• **Fragmento del documento**
Durante el almuerzo, Oblonsky se encuentra con su amigo Constantino Levin, quien acaba de llegar de su casa de campo y aparece directamente a su oficina. Levin tiene un asunto urgente para contarle pero como es un hombre tímido, no quiere hablar delante de los amigos de negocios de Oblonsky. Oblonsky, cuyo tacto y camaradería con los hombres es bien conocido, se da cuenta, rápidamente, de que Levin se encuentra en la ciudad para ver a su cuñada, Kitty Shcherbatskaya, una jovencita de dieciocho años de quien está enamorado. Oblonsky sugiere una reunión con Levin más tarde esa misma tarde, en la pista de hielo donde Kitty patina. Levin ha sido un pretendiente particularmente reticente, a pesar de que ha estado enamorado de toda la familia Shcherbatskaya durante muchos años, en los que fue considerando casarse con las tres hermanas. Después de su encuentro con Oblonsky, Levin va a casa de su medio hermano, Sergio Ivanovich Koznishev, un conocido escritor e intelectual, con quien Levin tiene problemas para llevarse bien. Koznishev tiene de visita a un profesor y los tres –Levin, su hermano y el profesor- tienen una discusión filosófica. Cuando el profesor se retira, Levin y Sergei Ivanovich hablan de su otro hermano, Nicolás, el paria arruinado y empobrecido de la familia.

Levin va al parque. Patina con Kitty y coquetea con ella valientemente, pero ella le manda señales contradictorias. Su madre también parece más bien tibia sobre las intenciones evidentes de Levin. Llega Oblonsky a la pista e invita a Levin a cenar. Comen en un restaurante llamado el Angleterre -Tolstoy describe el ritual de la comida con gran detalle-. Durante la cena, Oblonsky hace chistes acerca de Levin y Kitty y discuten el asunto de su proposición de matrimonio. Aunque le da ánimo a Levin, Oblonsky también le cuenta sobre su rival: el Conde Alexis Kirilovich Vronsky, un joven, rico y apuesto oficial, edecán Imperial. Oblonsky admite que siente poco dolor ante la idea del adulterio.

Mientras tanto, en casa de los Shcherbatsky, la vieja Princesa Shcherbatskaya piensa acerca de las oportunidades de matrimonio de Kitty. Aunque ella prefiere a Vronsky, por considerar a Levin raro y torpe en público, ella teme que Vronsky no esté interesado en casarse con Kitty. Llega Levin e inmediatamente le propone matrimonio a Kitty; ella lo rechaza con la esperanza de que Vronsky haga su propuesta pronto. Luego llegan otros invitados y uno de ellos, la condesa Nordston, se burla de Levin por sus modales campesinos. Levin le devuelve las burlas, hasta que llega Vronsky y él se queda, con la intención de aprender más sobre su rival. Vronsky es encantador; Levin se retira desanimado. Después de que todos los invitados se marchan, los padres de Kitty discuten sobre su futuro. Su madre todavía prefiere a Vronsky, mientras que su padre prefiere a Levin.

• **Ítems de etiquetado de contornos**
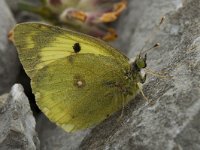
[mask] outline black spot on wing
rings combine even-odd
[[[73,45],[73,49],[74,49],[74,52],[75,52],[75,53],[80,52],[80,51],[81,51],[81,46],[80,46],[80,44],[79,44],[79,43],[75,43],[75,44]]]
[[[86,86],[86,82],[85,82],[85,79],[84,77],[82,77],[81,75],[75,75],[74,76],[74,86],[77,87],[77,88],[83,88]]]

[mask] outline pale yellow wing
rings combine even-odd
[[[31,77],[49,63],[76,54],[75,44],[79,44],[79,54],[110,56],[125,63],[124,55],[108,44],[88,35],[64,30],[41,23],[22,23],[14,27],[12,39],[18,49],[19,58],[27,74]]]

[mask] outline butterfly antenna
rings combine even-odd
[[[160,46],[160,43],[156,43],[154,46],[152,46],[149,49],[144,50],[143,52],[141,52],[141,55],[145,55],[148,51],[153,50],[154,48],[157,48]]]
[[[149,36],[148,36],[147,39],[146,39],[146,42],[145,42],[146,44],[143,46],[143,48],[142,48],[142,50],[141,50],[142,53],[147,52],[147,51],[149,51],[149,50],[152,50],[152,49],[154,49],[154,48],[156,48],[156,47],[158,47],[158,46],[160,45],[159,43],[157,43],[157,44],[155,44],[153,47],[151,47],[151,48],[149,48],[149,49],[143,51],[144,47],[146,47],[147,43],[149,43],[149,41],[150,41],[152,35],[156,34],[156,33],[160,30],[160,26],[163,24],[164,20],[165,20],[165,16],[163,16],[163,17],[160,19],[159,24],[156,25],[156,26],[153,28],[152,32],[149,34]]]
[[[118,122],[120,122],[120,120],[122,119],[122,117],[124,115],[124,108],[125,108],[125,103],[124,103],[124,97],[123,97],[122,98],[122,111],[121,111],[119,118],[117,119]]]

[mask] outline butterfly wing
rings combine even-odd
[[[97,124],[123,105],[128,58],[89,36],[37,23],[17,25],[13,40],[46,116],[66,131]],[[74,44],[80,52],[74,52]]]
[[[57,59],[75,54],[73,49],[75,43],[80,44],[79,54],[109,56],[119,59],[119,63],[128,60],[127,57],[99,39],[40,23],[16,25],[12,38],[29,76]]]

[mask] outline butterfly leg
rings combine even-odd
[[[122,110],[121,110],[120,116],[119,116],[118,119],[117,119],[118,122],[121,121],[121,119],[122,119],[122,117],[123,117],[123,115],[124,115],[124,108],[125,108],[125,102],[124,102],[124,101],[125,101],[124,96],[122,96]]]
[[[141,84],[140,82],[138,82],[138,83],[137,83],[137,86],[138,86],[138,88],[139,88],[139,90],[140,90],[142,96],[144,97],[144,99],[150,104],[152,101],[149,100],[149,99],[145,96],[145,94],[144,94],[144,92],[143,92],[143,90],[142,90],[142,84]]]

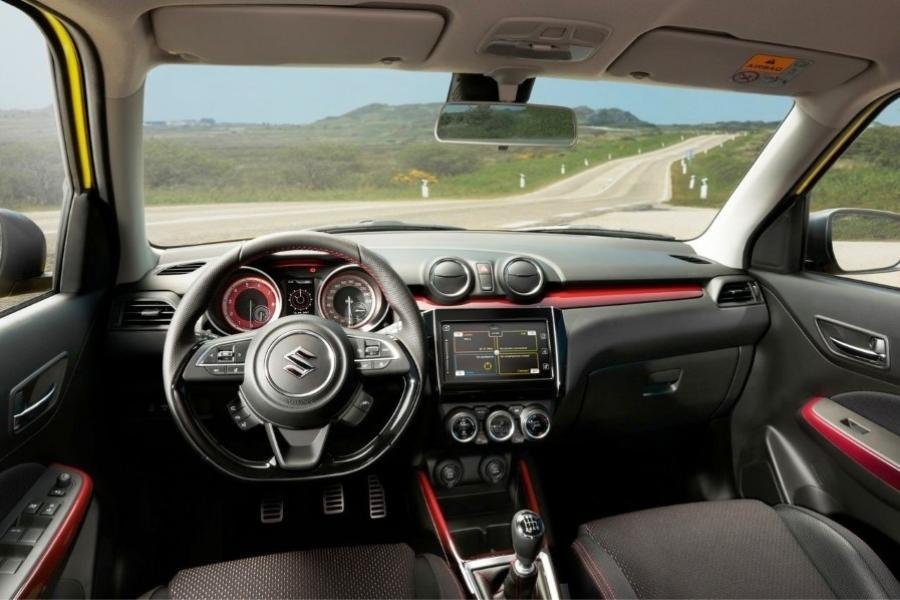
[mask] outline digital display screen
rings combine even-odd
[[[553,377],[546,321],[445,322],[441,344],[447,382]]]
[[[315,282],[312,279],[288,279],[284,282],[286,314],[311,315],[315,312]]]

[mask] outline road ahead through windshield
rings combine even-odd
[[[690,238],[703,232],[715,210],[666,206],[671,195],[669,168],[688,150],[699,154],[733,137],[713,134],[689,138],[667,148],[613,159],[533,192],[503,198],[148,206],[147,234],[154,243],[178,246],[196,243],[198,230],[204,229],[210,230],[210,239],[229,240],[386,219],[466,229],[601,225]],[[548,204],[552,210],[548,210]],[[29,216],[48,236],[56,235],[56,215],[36,212]]]

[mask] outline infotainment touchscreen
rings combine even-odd
[[[551,379],[550,337],[546,321],[444,322],[444,381]]]

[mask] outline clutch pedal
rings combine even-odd
[[[268,498],[259,503],[259,522],[269,525],[284,521],[284,499]]]
[[[383,519],[387,516],[387,498],[384,494],[384,486],[378,479],[378,475],[369,475],[369,518]]]
[[[344,484],[334,483],[322,490],[322,512],[340,515],[344,512]]]

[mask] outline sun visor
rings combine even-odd
[[[173,6],[151,19],[163,51],[228,65],[416,64],[444,28],[429,11],[355,7]]]
[[[725,35],[656,29],[632,43],[610,75],[659,83],[801,96],[829,90],[869,61]]]

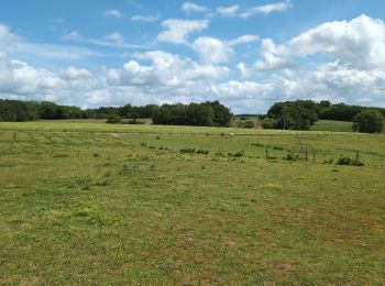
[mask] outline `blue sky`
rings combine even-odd
[[[0,98],[385,107],[385,1],[2,0]]]

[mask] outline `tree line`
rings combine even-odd
[[[112,114],[138,119],[151,118],[156,106],[100,107],[81,110],[74,106],[59,106],[50,101],[21,101],[0,99],[0,121],[33,121],[38,119],[107,119]]]
[[[230,109],[219,101],[143,107],[125,105],[81,110],[78,107],[59,106],[50,101],[0,99],[0,121],[114,119],[116,122],[120,122],[120,119],[152,118],[154,124],[227,127],[231,117]]]
[[[309,130],[318,120],[339,120],[353,122],[353,131],[381,132],[385,117],[384,108],[332,105],[324,100],[296,100],[274,103],[267,111],[265,128]],[[365,128],[363,128],[365,125]]]

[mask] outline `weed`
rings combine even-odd
[[[365,164],[360,158],[350,158],[348,156],[341,156],[336,165],[344,165],[344,166],[364,166]]]
[[[179,152],[185,154],[194,154],[195,148],[180,148]]]
[[[244,151],[241,150],[241,151],[235,152],[235,153],[229,152],[228,155],[229,155],[230,157],[243,157],[243,156],[244,156]]]

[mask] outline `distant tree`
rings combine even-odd
[[[378,110],[364,110],[353,118],[353,131],[380,133],[384,130],[384,117]]]
[[[275,119],[276,129],[309,130],[317,121],[319,106],[311,100],[296,100],[274,103],[267,116]]]
[[[211,127],[213,125],[213,111],[210,105],[190,103],[187,107],[188,125]]]
[[[232,114],[230,109],[221,105],[219,101],[206,102],[211,106],[213,112],[213,124],[217,127],[229,127]]]
[[[228,127],[231,119],[230,110],[218,101],[188,106],[182,103],[163,105],[162,107],[152,107],[152,109],[154,124]]]
[[[106,123],[111,123],[111,124],[118,124],[118,123],[122,123],[122,118],[119,117],[118,114],[111,114]]]

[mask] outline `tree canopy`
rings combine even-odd
[[[154,109],[152,120],[154,124],[166,125],[228,127],[231,113],[219,101],[163,105]]]
[[[364,110],[353,118],[353,131],[380,133],[384,130],[384,117],[378,110]]]

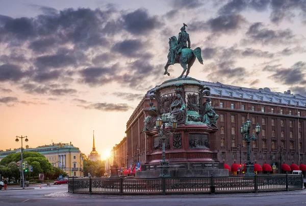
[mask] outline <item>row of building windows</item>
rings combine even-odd
[[[218,95],[222,95],[222,91],[218,91]],[[230,92],[230,93],[228,93],[228,95],[230,96],[230,97],[233,97],[233,93],[232,93],[232,92]],[[239,97],[240,97],[240,98],[243,98],[243,94],[239,94]],[[253,99],[253,95],[250,95],[249,96],[249,98],[250,98],[250,99]],[[263,100],[263,97],[262,97],[262,96],[260,96],[260,97],[259,97],[259,99],[260,99],[260,100],[262,100],[262,100]],[[270,101],[270,102],[272,102],[272,100],[272,100],[272,98],[270,97],[270,98],[269,98],[269,101]],[[290,100],[287,100],[287,103],[288,104],[290,104],[290,103],[291,103],[291,101],[290,101]],[[278,99],[278,103],[282,103],[282,99]],[[295,103],[295,104],[296,104],[296,105],[299,105],[299,102],[298,102],[298,101],[296,101],[296,103]],[[304,106],[306,106],[306,103],[304,103]]]
[[[223,102],[220,103],[220,108],[223,108]],[[234,109],[234,108],[235,108],[235,104],[231,103],[231,109]],[[241,110],[245,110],[245,105],[244,104],[241,105]],[[251,110],[253,111],[255,111],[255,106],[252,106]],[[261,111],[263,112],[265,112],[265,107],[262,107]],[[274,113],[274,108],[271,108],[271,113]],[[280,115],[284,115],[284,109],[280,109],[280,110],[279,111],[279,113]],[[292,110],[289,110],[289,115],[292,115]],[[301,115],[300,111],[298,111],[297,116],[300,116],[300,115]]]

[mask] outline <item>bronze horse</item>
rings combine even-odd
[[[173,36],[172,37],[169,38],[169,45],[170,48],[175,47],[177,48],[178,44],[176,37]],[[199,47],[196,48],[194,50],[192,50],[189,48],[183,49],[182,50],[182,52],[180,55],[175,55],[174,63],[180,63],[184,70],[181,76],[178,77],[178,78],[183,77],[183,75],[184,75],[185,72],[186,72],[186,75],[185,77],[187,77],[188,74],[189,74],[190,67],[192,66],[193,63],[194,63],[194,61],[195,61],[196,57],[198,59],[199,62],[201,64],[203,64],[203,60],[202,59],[202,57],[201,56],[201,48]],[[169,63],[170,61],[171,54],[169,52],[169,54],[168,54],[168,61],[165,66],[165,73],[164,73],[164,75],[170,76],[170,73],[168,72],[168,67],[171,65]],[[188,65],[188,68],[187,64]]]

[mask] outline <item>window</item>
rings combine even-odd
[[[232,127],[232,134],[236,134],[236,129],[234,127]]]
[[[252,124],[256,124],[255,123],[255,118],[254,117],[252,118]]]
[[[263,141],[263,148],[267,148],[267,141],[265,140]]]
[[[224,139],[221,139],[221,146],[224,147],[225,146],[225,141]]]
[[[231,121],[232,122],[235,122],[235,116],[232,115],[231,116]]]
[[[272,148],[275,148],[275,141],[272,141]]]
[[[233,159],[236,158],[236,152],[233,152]]]
[[[231,108],[234,109],[234,103],[231,103]]]
[[[294,149],[294,147],[293,146],[293,142],[291,142],[290,143],[290,149]]]
[[[221,127],[221,134],[224,133],[224,127],[223,127],[223,126]]]
[[[232,140],[232,147],[236,147],[236,140]]]
[[[262,123],[263,123],[263,125],[266,125],[266,118],[263,118],[262,120]]]
[[[253,141],[253,147],[257,147],[257,143],[255,140]]]

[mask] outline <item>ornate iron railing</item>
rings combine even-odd
[[[100,194],[173,194],[260,192],[300,190],[302,175],[156,177],[150,178],[72,178],[68,192]]]

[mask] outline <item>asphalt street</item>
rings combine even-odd
[[[114,196],[71,194],[67,186],[0,191],[0,205],[306,205],[306,191],[220,195]]]

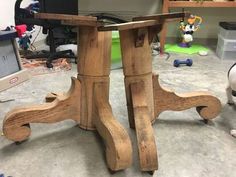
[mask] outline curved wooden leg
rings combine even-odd
[[[46,103],[51,103],[53,102],[57,97],[60,97],[60,96],[63,96],[65,95],[66,93],[54,93],[54,92],[51,92],[51,93],[48,93],[45,97],[45,101]]]
[[[140,167],[142,171],[158,169],[157,148],[151,124],[151,114],[146,101],[144,82],[130,85]]]
[[[72,78],[69,92],[58,96],[51,103],[25,106],[10,111],[3,121],[4,135],[10,140],[20,142],[30,136],[30,123],[55,123],[66,119],[79,122],[80,92],[80,82]]]
[[[106,92],[107,83],[96,83],[94,88],[95,126],[106,145],[108,167],[113,170],[128,168],[132,163],[132,146],[129,135],[112,114]]]
[[[221,110],[220,100],[209,92],[176,94],[160,86],[158,75],[153,76],[153,92],[155,117],[166,110],[182,111],[196,107],[197,112],[203,119],[213,119]]]

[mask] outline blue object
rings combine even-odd
[[[181,64],[187,65],[187,66],[192,66],[193,65],[193,60],[187,59],[187,60],[174,60],[174,66],[179,67]]]

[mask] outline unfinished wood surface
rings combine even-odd
[[[80,121],[80,82],[72,78],[72,86],[65,95],[51,103],[25,106],[10,111],[3,121],[4,135],[13,141],[26,140],[30,134],[30,123],[55,123],[66,119]]]
[[[81,16],[81,15],[66,15],[66,14],[55,14],[55,13],[36,13],[34,18],[45,19],[45,20],[58,20],[62,24],[71,26],[98,26],[97,18],[92,16]]]
[[[163,14],[134,17],[133,21],[157,20],[163,23],[166,19],[174,19],[174,18],[179,19],[179,18],[184,18],[186,16],[190,16],[190,13],[189,12],[163,13]]]
[[[78,75],[81,83],[81,111],[79,126],[85,130],[95,130],[93,104],[94,104],[94,85],[99,82],[104,83],[105,94],[109,94],[109,77],[91,77]],[[105,86],[106,83],[106,86]]]
[[[114,31],[114,30],[129,30],[129,29],[137,29],[143,28],[148,26],[158,25],[160,22],[156,20],[146,20],[146,21],[136,21],[136,22],[127,22],[127,23],[120,23],[120,24],[112,24],[112,25],[105,25],[98,27],[99,31]]]
[[[128,168],[132,164],[132,145],[128,133],[114,118],[109,104],[107,83],[94,86],[94,109],[96,129],[106,145],[108,167],[113,170]]]
[[[153,101],[153,86],[152,86],[152,73],[146,75],[139,75],[139,76],[130,76],[125,77],[125,93],[126,93],[126,102],[127,102],[127,109],[128,109],[128,117],[129,117],[129,125],[130,128],[135,128],[134,123],[134,112],[132,106],[132,91],[131,85],[137,82],[143,82],[143,92],[146,96],[146,102],[148,105],[148,112],[151,115],[150,121],[153,122],[155,120],[154,117],[154,101]]]
[[[209,92],[193,92],[176,94],[163,89],[158,81],[158,75],[153,76],[153,95],[155,117],[163,111],[183,111],[196,107],[203,119],[215,118],[221,110],[221,102]]]
[[[125,76],[144,75],[152,72],[151,47],[148,29],[144,29],[142,47],[136,47],[136,34],[133,30],[120,31],[122,65]]]
[[[81,27],[78,41],[78,73],[85,76],[109,76],[111,32],[98,32],[97,28]]]
[[[144,82],[130,85],[132,94],[132,108],[134,112],[135,130],[137,135],[140,168],[142,171],[158,169],[157,148],[151,124],[149,106],[145,93]]]
[[[236,7],[235,1],[222,1],[222,2],[216,2],[216,1],[168,1],[169,7]]]

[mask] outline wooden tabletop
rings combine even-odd
[[[45,20],[59,20],[62,24],[71,26],[100,26],[96,17],[82,16],[82,15],[66,15],[66,14],[54,14],[54,13],[37,13],[35,18]]]

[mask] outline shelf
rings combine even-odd
[[[169,1],[169,7],[236,7],[235,1],[227,2],[194,2],[194,1]]]

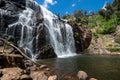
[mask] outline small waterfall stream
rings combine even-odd
[[[41,6],[44,25],[48,29],[50,43],[58,57],[75,55],[75,44],[72,27]]]
[[[29,2],[32,3],[29,4]],[[6,33],[17,37],[17,45],[24,49],[32,59],[38,54],[39,25],[36,26],[36,11],[43,17],[43,25],[47,32],[47,39],[58,57],[75,55],[75,44],[72,27],[38,5],[35,1],[26,2],[26,9],[19,14],[17,22],[9,25]],[[35,9],[35,10],[34,10]],[[12,33],[11,33],[12,31]]]

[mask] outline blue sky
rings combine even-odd
[[[81,9],[86,10],[88,13],[90,11],[97,12],[107,2],[112,3],[113,0],[36,0],[36,2],[53,13],[59,13],[62,16]]]

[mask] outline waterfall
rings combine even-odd
[[[75,44],[72,27],[63,23],[50,11],[41,6],[44,17],[44,25],[48,30],[49,40],[58,57],[75,55]]]
[[[26,6],[26,9],[19,13],[18,21],[8,26],[6,33],[15,36],[16,44],[29,57],[36,59],[39,52],[40,25],[36,25],[36,13],[39,13],[43,18],[42,24],[47,31],[46,38],[57,57],[68,57],[76,54],[73,31],[69,24],[59,20],[56,15],[32,0],[27,0]]]

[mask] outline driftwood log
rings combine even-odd
[[[32,60],[30,57],[28,57],[25,53],[23,53],[23,52],[22,52],[18,47],[16,47],[14,44],[10,43],[9,41],[7,41],[7,40],[4,39],[4,38],[0,38],[0,40],[3,41],[4,43],[6,43],[7,45],[13,47],[13,48],[16,49],[17,51],[19,51],[22,56],[24,56],[26,59],[30,60],[32,63],[37,64],[37,65],[40,65],[39,63],[33,61],[33,60]]]

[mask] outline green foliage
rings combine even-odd
[[[115,42],[118,43],[118,44],[120,44],[120,37],[116,38]]]

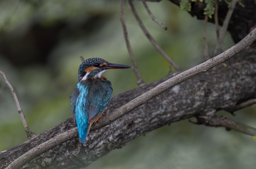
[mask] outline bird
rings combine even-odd
[[[80,64],[77,84],[71,95],[71,108],[80,143],[85,142],[92,125],[99,121],[112,96],[111,83],[102,73],[111,69],[131,68],[99,58],[87,59]]]

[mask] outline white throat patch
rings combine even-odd
[[[101,75],[102,75],[102,73],[103,73],[105,71],[108,71],[108,70],[109,69],[103,70],[102,71],[100,71],[100,72],[99,72],[98,73],[96,74],[96,75],[95,75],[95,76],[94,76],[94,78],[97,78],[97,77],[98,77],[99,78],[101,78]],[[86,73],[86,74],[85,74],[85,75],[83,77],[83,78],[82,78],[81,80],[86,80],[87,79],[87,77],[88,77],[89,75],[90,74],[90,73],[89,73],[89,72]]]

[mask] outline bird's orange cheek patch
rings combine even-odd
[[[98,69],[98,68],[96,67],[90,67],[85,69],[85,72],[91,72],[94,70],[97,69]]]
[[[101,64],[102,64],[102,66],[108,66],[108,64],[107,63],[103,63]]]

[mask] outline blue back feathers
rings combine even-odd
[[[71,97],[79,141],[85,141],[90,123],[104,110],[111,98],[110,82],[104,78],[86,79],[78,82]]]

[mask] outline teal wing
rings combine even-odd
[[[88,122],[99,116],[108,106],[112,96],[111,83],[108,80],[99,79],[93,80],[88,92],[89,103]]]

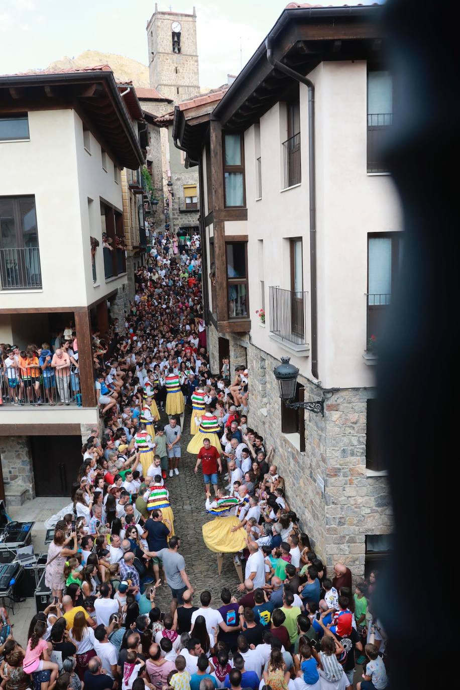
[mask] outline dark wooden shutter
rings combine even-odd
[[[379,443],[377,402],[369,398],[367,404],[367,428],[366,436],[366,466],[374,472],[385,469]]]

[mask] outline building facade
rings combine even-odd
[[[174,114],[199,161],[211,368],[248,366],[249,424],[274,446],[290,505],[327,565],[357,577],[392,529],[372,365],[401,218],[379,152],[392,117],[380,11],[286,9],[217,103]],[[285,357],[294,399],[323,415],[281,402]]]
[[[0,342],[52,350],[73,332],[79,364],[65,379],[32,368],[20,381],[2,352],[11,502],[68,496],[81,440],[99,425],[92,333],[128,302],[121,171],[143,155],[108,67],[1,77],[0,95]]]

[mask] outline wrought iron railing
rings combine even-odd
[[[379,338],[382,332],[382,319],[386,307],[391,302],[391,294],[374,293],[367,294],[366,297],[367,302],[366,349],[368,352],[374,352],[377,349]]]
[[[256,177],[256,199],[262,198],[262,161],[261,157],[256,159],[257,177]]]
[[[368,113],[368,172],[386,172],[381,151],[393,121],[391,112]]]
[[[106,279],[113,278],[126,273],[126,255],[124,249],[115,247],[103,248],[104,257],[104,275]]]
[[[52,355],[47,362],[50,365]],[[74,364],[69,368],[42,369],[39,364],[0,370],[0,398],[3,406],[34,407],[39,405],[81,406],[80,372]]]
[[[270,332],[294,345],[306,345],[308,293],[270,286]]]
[[[0,249],[0,286],[2,290],[41,287],[38,247]]]
[[[300,184],[301,171],[300,166],[300,132],[283,142],[283,184],[284,188]]]

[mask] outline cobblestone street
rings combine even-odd
[[[210,551],[203,541],[201,526],[212,518],[205,509],[206,496],[201,470],[200,469],[197,475],[193,471],[197,456],[187,453],[186,450],[190,440],[190,413],[186,408],[181,442],[182,457],[179,468],[179,477],[174,475],[170,479],[168,477],[166,484],[174,512],[174,531],[181,538],[180,551],[186,560],[187,574],[194,589],[195,603],[199,601],[200,592],[209,589],[212,595],[212,605],[217,607],[221,604],[220,593],[222,587],[226,586],[232,594],[237,594],[239,580],[230,554],[224,556],[222,572],[220,576],[218,575],[216,554]],[[164,414],[161,423],[168,423]],[[170,595],[168,585],[158,590],[156,601],[162,611],[168,609]]]

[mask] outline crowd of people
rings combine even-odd
[[[381,690],[377,573],[353,588],[343,564],[326,571],[288,503],[276,449],[250,426],[250,372],[230,375],[228,359],[210,368],[199,246],[152,241],[125,324],[93,333],[100,427],[54,521],[49,605],[23,645],[0,611],[2,687],[341,690],[363,664],[357,690]],[[189,431],[196,461],[183,466]],[[234,591],[196,592],[189,579],[168,486],[194,471],[214,516],[204,544],[243,573]]]

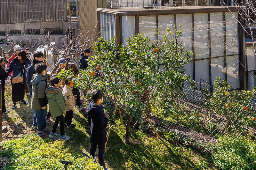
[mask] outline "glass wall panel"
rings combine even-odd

• **Ejercicios**
[1] ¿Concuerdan con el fragmento del documento estas afirmaciones? (a) Kitty tiene dieciocho años. (b) Kitty acepta la propuesta de matrimonio de Levin. (c) El padre de Kitty prefiere a Vronsky. Responde sí o no a cada una y cita textualmente las palabras que lo deciden.
[2] ¿Puedes cambiar "clutch pedal" por "brake pedal" en las entradas, desde la línea que contiene "[mask] outline infotainment touchscreen" hasta la que contiene "[[[344,484],[334,483],[322,490],[322,512],[340,515],[344,512]]]", ambas incluidas, y escribir solo esas líneas?

• **Soluciones**
[1]
(a) Sí: "una jovencita de dieciocho años de quien está enamorado".
(b) No: "ella lo rechaza con la esperanza de que Vronsky haga su propuesta pronto".
(c) No: "mientras que su padre prefiere a Levin".

[2]
[mask] outline infotainment touchscreen
rings combine even-odd
[[[551,379],[550,337],[546,321],[444,322],[444,381]]]

[mask] outline brake pedal
rings combine even-odd
[[[268,498],[259,503],[259,522],[269,525],[284,521],[284,499]]]
[[[383,519],[387,516],[387,498],[384,494],[384,486],[378,479],[378,475],[369,475],[369,518]]]
[[[344,484],[334,483],[322,490],[322,512],[340,515],[344,512]]]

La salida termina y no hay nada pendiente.